═════ Entries provided

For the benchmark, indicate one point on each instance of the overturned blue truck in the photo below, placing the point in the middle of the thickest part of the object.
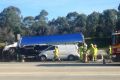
(42, 47)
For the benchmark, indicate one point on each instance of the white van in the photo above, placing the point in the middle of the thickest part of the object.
(66, 51)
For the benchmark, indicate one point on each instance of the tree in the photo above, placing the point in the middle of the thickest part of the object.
(92, 23)
(40, 27)
(10, 18)
(119, 7)
(80, 23)
(28, 21)
(110, 19)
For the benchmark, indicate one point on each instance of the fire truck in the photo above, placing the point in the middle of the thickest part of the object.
(116, 45)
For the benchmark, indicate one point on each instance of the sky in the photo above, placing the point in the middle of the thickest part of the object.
(56, 8)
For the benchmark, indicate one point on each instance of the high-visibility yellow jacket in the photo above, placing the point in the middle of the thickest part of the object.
(95, 51)
(56, 52)
(110, 50)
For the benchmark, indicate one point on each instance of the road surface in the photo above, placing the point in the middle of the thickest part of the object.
(59, 71)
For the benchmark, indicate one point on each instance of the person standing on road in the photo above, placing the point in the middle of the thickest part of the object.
(95, 51)
(81, 50)
(91, 51)
(110, 53)
(56, 54)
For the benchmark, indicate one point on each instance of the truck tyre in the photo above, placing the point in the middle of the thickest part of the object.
(71, 58)
(43, 58)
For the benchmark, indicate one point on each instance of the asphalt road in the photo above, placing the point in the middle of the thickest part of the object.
(59, 71)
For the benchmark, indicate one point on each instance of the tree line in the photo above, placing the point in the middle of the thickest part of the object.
(96, 24)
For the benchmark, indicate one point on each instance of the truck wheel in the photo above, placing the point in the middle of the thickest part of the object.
(71, 58)
(43, 58)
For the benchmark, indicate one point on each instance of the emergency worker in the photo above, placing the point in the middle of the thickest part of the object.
(91, 51)
(56, 54)
(110, 53)
(95, 51)
(81, 50)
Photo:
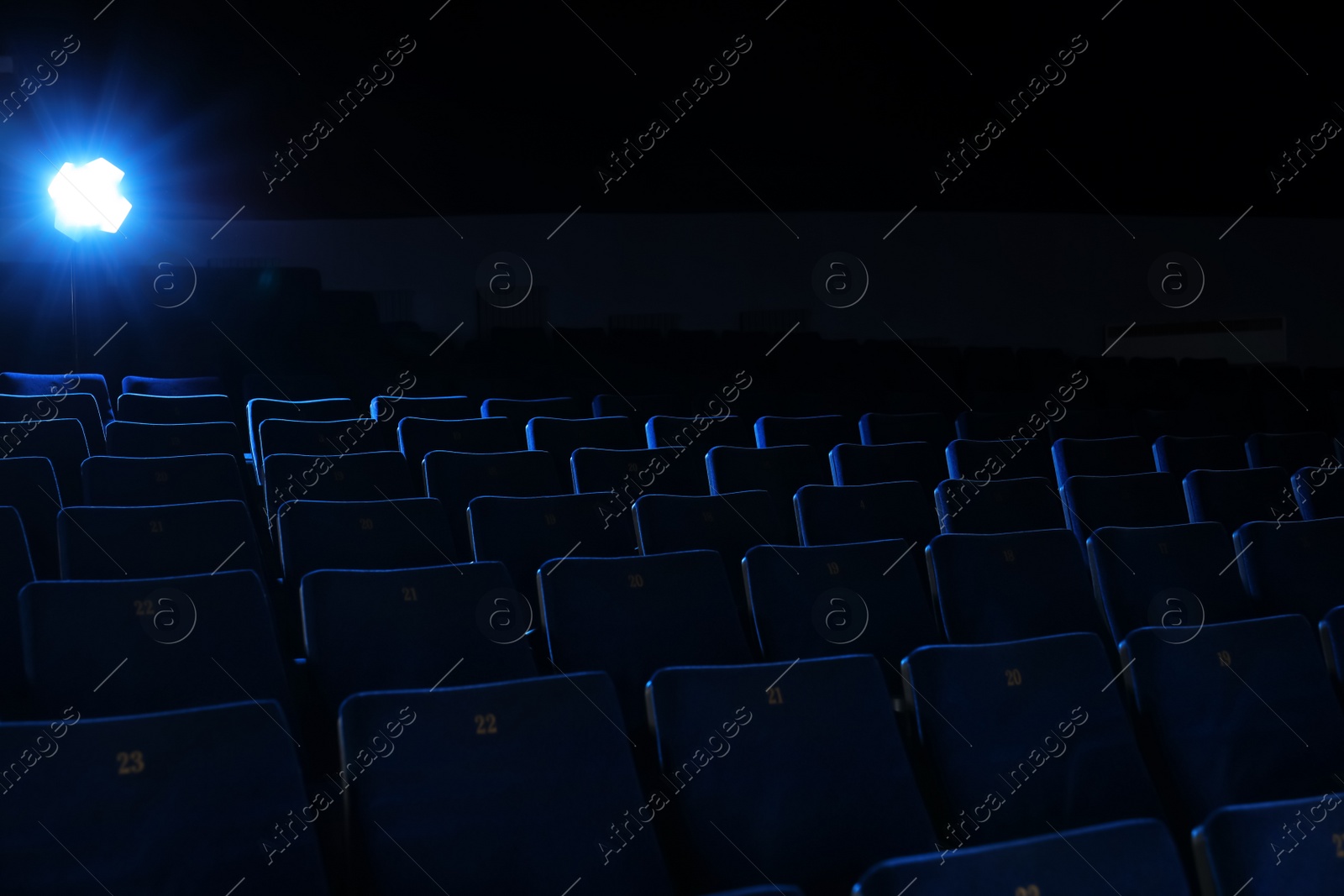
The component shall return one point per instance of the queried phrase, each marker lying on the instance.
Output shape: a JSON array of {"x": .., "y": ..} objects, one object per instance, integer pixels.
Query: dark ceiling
[{"x": 507, "y": 107}]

══════════

Instructions for the task →
Write out again the part of the entries that opens with the line containing "of the asphalt" and runs through the end of the entries, that line included, keeping the requests and offsetting every coordinate in the answers by adding 31. Leave the pictures out of your answer.

Result of this task →
For the benchmark, indicate one point on each instance of the asphalt road in the photo above, placing the point in the middle of the thickest part of the object.
(90, 102)
For the benchmark, indicate one point on each instance of the tree line in the photo above, placing the point in the middle of the thickest part of the object.
(127, 55)
For the benchmark, indicate one point on each instance of the truck wheel in the photo above, placing the point in the middle of the thickest part of the object.
(102, 89)
(74, 89)
For the benchmark, indicate one point on each instance of the emergency worker in the photo above, placing the point in the middle of the thickest part of the object.
(122, 82)
(87, 85)
(141, 84)
(126, 82)
(112, 81)
Photo:
The component shall return one point per instance of the queried phrase, each marker lying on the instance.
Output shape: a JSON array of {"x": .., "y": ..} objects, one object per instance, integer pixels.
Query: dark ceiling
[{"x": 538, "y": 138}]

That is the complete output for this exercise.